— Excerpt —
━━━
A comprehensive, bilingual database of Japanese nationals who died in Australia during World War II and were buried in a war cemetery in the country's east has been completed, researchers announced on Thursday.

The Cowra Japanese War Cemetery Database project will be open to the public from early May, and includes the names, causes of death, and in many cases intimate details such as personal effects of almost all of the 524 people buried at the cemetery in the small town of Cowra in the state of New South Wales.

Located roughly 300 kilometers west of Sydney, Cowra is considered the spiritual home of Japanese in Australia, due to its wartime past and modern-day efforts to promote peaceful relations between the two countries.

(Keiko Tamura)

Project leader Keiko Tamura of Australian National University described the database as a "labor of love" as it involved Tamura and her team going through thousands of digitized internment documents and records held by the Australian National Archive.
━━━
— Objectives —
1. List every geographic place named in the article on the Cowra Japanese War Cemetery Database.
2. Resume the article on the Cowra Japanese War Cemetery Database after its last sentence.

— Dataset excerpt —
━━━
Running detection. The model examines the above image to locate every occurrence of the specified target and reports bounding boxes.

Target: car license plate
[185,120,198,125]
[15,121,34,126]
━━━
— Results of the tasks —
1. Australia, Cowra, New South Wales, Sydney

2.
"Going through individual records was as if we were accompanying each of their journeys' through time and space to the last resting place in Cowra," the research associate said at a press briefing held at the Japanese Embassy in the capital Canberra.

"We never met those people and we don't know how they look, but their lives started to take more concrete shape in front of us. It was as if we were opening a book and going through pages of this book," she said.

Tamura said one of the original goals of the database was to highlight the war cemetery as the final resting place of 292 civilian Japanese who were living in Australia and the Pacific prior to the outbreak of war, and not just prisoners of war.

"The Cowra cemetery has been strongly associated with the breakout," she said, referring to a 1944 incident in which 1,104 captured Japanese soldiers attempted to escape from a prisoner of war camp in Cowra. A total of 234 soldiers who died in the breakout are also buried in the cemetery.

"When (contemporary) visitors see graves (at the Cowra cemetery) which belong to elderly or young children they are puzzled and wonder how they could be involved in the breakout," Tamura said.

Japanese civilians living in Australia and the Pacific region during World War II were held as "enemy aliens" in internment camps across the country for the duration of the war and sent back to Japan in 1946.

Tamura said the civilians buried at the cemetery generally died from illness and there was "no so-called ill-treatment" in the camps.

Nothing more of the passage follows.